EXTRAIT DU TEXTE:
•••

Elon Musk et Mark Zuckerberg se provoquent en duel : derrière le coup de com', une vraie rivalité

Les deux patrons les plus controversés de la tech ont convenu de s'affronter physiquement, dans une cage, à Las Vegas, à la manière des combats d'arts martiaux. Derrière le coup de com', cette joute illustre la forte inimitié entre Elon Musk et Mark Zuckerberg, et surtout leur rivalité économique à l'heure où Meta, comme Twitter, tous deux sur le déclin, font face à des menaces existentielles. Décryptage.
Sylvain Rolland
Âgé de 39 ans, le célèbre fondateur de Facebook pratique lui-même le ju-jitsu et ne craindrait pas d'affronter le patron de 52 ans de Tesla, SpaceX et Twitter.
Âgé de 39 ans, le célèbre fondateur de Facebook pratique lui-même le ju-jitsu et ne craindrait pas d'affronter le patron de 52 ans de Tesla, SpaceX et Twitter. (Crédits : Reuters)

« Je suis prêt pour un combat en cage lol », lance Elon Musk, le 21 juin sur Twitter. « Envoie-moi le lieu », rétorque Mark Zuckerberg le lendemain sur Instagram, tel un caïd de cour de récréation. « A l'Octogone [salle de combat de l'organisation d'arts martiaux mixtes Ultimate Fighting Championship, ndlr] de Las Vegas », tranche Musk dans un tweet. Et voilà comment, par réseaux sociaux interposés - Musk et Zuckerberg n'utilisent jamais les services de l'autre -, deux des patrons les plus riches et puissants au monde ont décidé de s'affronter, à une date encore indéterminée, dans un combat à mains nues dans une cage.

Ce n'était pas une blague ou une erreur : Elon Musk pilote lui-même son compte Twitter et y déverse tous les jours un flot ininterrompu de provocations. De son côté, Meta a confirmé l'authenticité du message de Mark Zuckerberg, ainsi que le sérieux du propos. Âgé de 39 ans, le célèbre fondateur de Facebook pratique lui-même le ju-jitsu et ne craindrait pas d'affronter le patron de 52 ans de Tesla, SpaceX et Twitter. Enfin, Dana White, la présidente de l'UFC, a déclaré que « les deux hommes sont totalement sérieux » pour cet affrontement, et qu'elle se tient prête pour l'organiser.

•••

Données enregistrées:
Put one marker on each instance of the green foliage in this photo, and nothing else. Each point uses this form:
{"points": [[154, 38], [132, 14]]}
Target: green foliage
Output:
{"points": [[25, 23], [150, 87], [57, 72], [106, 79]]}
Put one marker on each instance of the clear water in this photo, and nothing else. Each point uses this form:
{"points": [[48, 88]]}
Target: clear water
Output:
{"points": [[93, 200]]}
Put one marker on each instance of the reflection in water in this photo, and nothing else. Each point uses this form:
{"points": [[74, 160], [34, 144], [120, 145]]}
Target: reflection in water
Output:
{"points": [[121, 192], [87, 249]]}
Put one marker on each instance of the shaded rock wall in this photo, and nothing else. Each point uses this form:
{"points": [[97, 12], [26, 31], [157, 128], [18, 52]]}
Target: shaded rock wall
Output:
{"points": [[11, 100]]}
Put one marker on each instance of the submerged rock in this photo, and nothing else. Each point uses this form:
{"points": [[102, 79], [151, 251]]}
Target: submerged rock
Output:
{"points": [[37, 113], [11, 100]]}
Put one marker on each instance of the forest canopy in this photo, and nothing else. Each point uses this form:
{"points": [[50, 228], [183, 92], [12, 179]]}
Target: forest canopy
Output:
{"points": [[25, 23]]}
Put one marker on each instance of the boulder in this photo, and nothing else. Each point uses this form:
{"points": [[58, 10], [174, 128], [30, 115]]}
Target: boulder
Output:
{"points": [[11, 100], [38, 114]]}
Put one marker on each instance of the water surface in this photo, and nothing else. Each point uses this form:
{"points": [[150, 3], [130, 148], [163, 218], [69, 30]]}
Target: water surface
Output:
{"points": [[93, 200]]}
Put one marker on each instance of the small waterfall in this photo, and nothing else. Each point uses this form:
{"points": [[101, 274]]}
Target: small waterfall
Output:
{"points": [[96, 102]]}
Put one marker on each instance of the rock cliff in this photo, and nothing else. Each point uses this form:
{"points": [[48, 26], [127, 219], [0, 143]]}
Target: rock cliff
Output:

•••

ACTIONS REQUISES:
1: Répondez à ces questions sur l'article consacré au duel entre Musk et Zuckerberg :
(a) Quel art martial Mark Zuckerberg pratique-t-il ?
(b) À quelle date Elon Musk a-t-il écrit qu'il était prêt pour un combat en cage ?
(c) Sur quel réseau social Mark Zuckerberg a-t-il répondu ?
2: D'après l'article consacré au duel entre Musk et Zuckerberg, pourquoi cet échange n'était-il ni une blague ni une erreur ? Répondez en une à trois phrases.
3: Citez l'article consacré au duel entre Musk et Zuckerberg depuis « Sylvain Rolland » jusqu'à « (Crédits : Reuters) » inclus.

RÉPONSES DANS L'ORDRE:
1:
(a) Le ju-jitsu.
(b) Le 21 juin.
(c) Sur Instagram.

2: Elon Musk gère lui-même son compte Twitter, où il publie chaque jour des provocations. De son côté, Meta a confirmé que le message de Mark Zuckerberg était authentique et sérieux.

3:
Sylvain Rolland
Âgé de 39 ans, le célèbre fondateur de Facebook pratique lui-même le ju-jitsu et ne craindrait pas d'affronter le patron de 52 ans de Tesla, SpaceX et Twitter.
Âgé de 39 ans, le célèbre fondateur de Facebook pratique lui-même le ju-jitsu et ne craindrait pas d'affronter le patron de 52 ans de Tesla, SpaceX et Twitter. (Crédits : Reuters)